→ **Exercise directions**
Your answer must be every line of the data that holds the string "black".

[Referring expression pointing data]
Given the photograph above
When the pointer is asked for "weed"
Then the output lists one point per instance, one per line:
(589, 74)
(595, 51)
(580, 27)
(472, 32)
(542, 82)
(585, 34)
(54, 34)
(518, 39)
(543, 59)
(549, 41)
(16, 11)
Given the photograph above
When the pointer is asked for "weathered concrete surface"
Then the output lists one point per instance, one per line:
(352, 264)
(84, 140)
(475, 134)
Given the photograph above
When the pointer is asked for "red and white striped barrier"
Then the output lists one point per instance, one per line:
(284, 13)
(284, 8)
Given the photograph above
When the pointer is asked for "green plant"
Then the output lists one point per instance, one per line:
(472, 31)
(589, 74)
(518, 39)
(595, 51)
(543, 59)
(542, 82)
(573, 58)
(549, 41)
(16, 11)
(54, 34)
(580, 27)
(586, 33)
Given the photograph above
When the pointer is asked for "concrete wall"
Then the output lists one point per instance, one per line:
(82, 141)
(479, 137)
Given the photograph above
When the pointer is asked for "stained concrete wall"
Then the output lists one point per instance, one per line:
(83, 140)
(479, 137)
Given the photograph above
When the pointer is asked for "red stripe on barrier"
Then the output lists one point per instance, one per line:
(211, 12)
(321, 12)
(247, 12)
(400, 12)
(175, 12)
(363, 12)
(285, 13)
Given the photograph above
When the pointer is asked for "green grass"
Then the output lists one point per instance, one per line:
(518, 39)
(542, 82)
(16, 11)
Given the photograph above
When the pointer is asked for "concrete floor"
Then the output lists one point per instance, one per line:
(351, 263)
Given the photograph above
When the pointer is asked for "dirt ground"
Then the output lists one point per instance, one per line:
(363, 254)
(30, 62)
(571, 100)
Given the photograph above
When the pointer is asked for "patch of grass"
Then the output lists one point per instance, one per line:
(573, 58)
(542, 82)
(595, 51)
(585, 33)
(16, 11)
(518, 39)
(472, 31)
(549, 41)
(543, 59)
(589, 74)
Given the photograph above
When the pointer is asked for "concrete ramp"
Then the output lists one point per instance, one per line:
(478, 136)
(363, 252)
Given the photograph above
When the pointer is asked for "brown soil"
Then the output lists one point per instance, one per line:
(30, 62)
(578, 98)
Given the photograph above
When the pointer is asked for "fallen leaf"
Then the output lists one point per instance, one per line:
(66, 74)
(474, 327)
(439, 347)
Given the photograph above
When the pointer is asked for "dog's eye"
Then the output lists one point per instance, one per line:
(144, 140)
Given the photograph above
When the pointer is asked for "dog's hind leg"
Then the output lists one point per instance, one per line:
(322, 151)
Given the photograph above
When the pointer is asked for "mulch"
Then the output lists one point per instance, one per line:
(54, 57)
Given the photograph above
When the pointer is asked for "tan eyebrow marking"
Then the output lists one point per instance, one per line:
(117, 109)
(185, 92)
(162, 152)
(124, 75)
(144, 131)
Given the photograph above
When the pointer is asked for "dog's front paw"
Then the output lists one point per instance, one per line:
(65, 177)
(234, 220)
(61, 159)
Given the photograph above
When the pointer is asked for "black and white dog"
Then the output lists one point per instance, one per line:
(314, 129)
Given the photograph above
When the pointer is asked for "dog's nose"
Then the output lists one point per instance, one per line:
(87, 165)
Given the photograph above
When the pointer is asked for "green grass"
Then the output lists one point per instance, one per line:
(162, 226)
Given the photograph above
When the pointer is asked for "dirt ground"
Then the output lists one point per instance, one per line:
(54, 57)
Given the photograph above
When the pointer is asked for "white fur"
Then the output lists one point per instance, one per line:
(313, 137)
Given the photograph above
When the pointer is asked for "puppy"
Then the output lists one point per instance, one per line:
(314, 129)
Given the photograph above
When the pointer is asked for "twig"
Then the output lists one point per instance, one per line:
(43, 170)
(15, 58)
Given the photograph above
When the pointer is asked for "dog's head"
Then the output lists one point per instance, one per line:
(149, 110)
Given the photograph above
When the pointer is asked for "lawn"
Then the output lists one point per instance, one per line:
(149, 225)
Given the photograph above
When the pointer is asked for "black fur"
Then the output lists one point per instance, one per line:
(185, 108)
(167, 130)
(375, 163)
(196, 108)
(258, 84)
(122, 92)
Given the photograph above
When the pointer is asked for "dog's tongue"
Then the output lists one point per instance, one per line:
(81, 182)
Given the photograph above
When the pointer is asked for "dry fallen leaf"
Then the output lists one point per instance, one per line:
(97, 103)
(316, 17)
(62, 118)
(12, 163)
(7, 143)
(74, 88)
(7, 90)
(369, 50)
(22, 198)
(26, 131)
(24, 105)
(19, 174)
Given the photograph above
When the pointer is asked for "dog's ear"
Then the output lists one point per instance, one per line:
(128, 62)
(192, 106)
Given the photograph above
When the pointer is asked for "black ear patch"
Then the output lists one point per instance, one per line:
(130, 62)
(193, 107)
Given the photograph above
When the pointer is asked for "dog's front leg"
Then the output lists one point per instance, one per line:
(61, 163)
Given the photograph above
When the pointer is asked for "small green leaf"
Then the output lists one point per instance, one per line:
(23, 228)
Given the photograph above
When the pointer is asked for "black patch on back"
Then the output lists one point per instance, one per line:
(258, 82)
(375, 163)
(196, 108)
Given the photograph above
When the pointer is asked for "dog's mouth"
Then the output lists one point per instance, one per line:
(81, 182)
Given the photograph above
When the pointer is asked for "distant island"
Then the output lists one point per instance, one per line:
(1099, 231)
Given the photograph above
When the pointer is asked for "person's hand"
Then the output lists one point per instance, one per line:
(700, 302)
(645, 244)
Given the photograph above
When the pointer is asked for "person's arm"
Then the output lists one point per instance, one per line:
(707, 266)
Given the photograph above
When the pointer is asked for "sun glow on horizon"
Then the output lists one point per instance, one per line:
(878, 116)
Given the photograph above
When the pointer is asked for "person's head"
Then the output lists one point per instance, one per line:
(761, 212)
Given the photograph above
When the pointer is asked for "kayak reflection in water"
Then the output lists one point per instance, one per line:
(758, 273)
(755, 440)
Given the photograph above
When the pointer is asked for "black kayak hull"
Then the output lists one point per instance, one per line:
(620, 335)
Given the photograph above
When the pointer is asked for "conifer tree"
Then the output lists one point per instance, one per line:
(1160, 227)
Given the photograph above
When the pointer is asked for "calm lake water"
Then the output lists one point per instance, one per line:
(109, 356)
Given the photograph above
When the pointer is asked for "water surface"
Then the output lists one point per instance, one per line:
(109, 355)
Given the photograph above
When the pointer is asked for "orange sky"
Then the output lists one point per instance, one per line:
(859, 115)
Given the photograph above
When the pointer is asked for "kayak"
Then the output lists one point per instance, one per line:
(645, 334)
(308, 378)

→ **Solution for this exercise**
When the pointer is asked for "black and white dog"
When the pointer is asked for "black fur"
When the pointer is asked for "black ear patch"
When the pointer is asked for "black patch on back"
When the pointer is asked for "black kayak hull"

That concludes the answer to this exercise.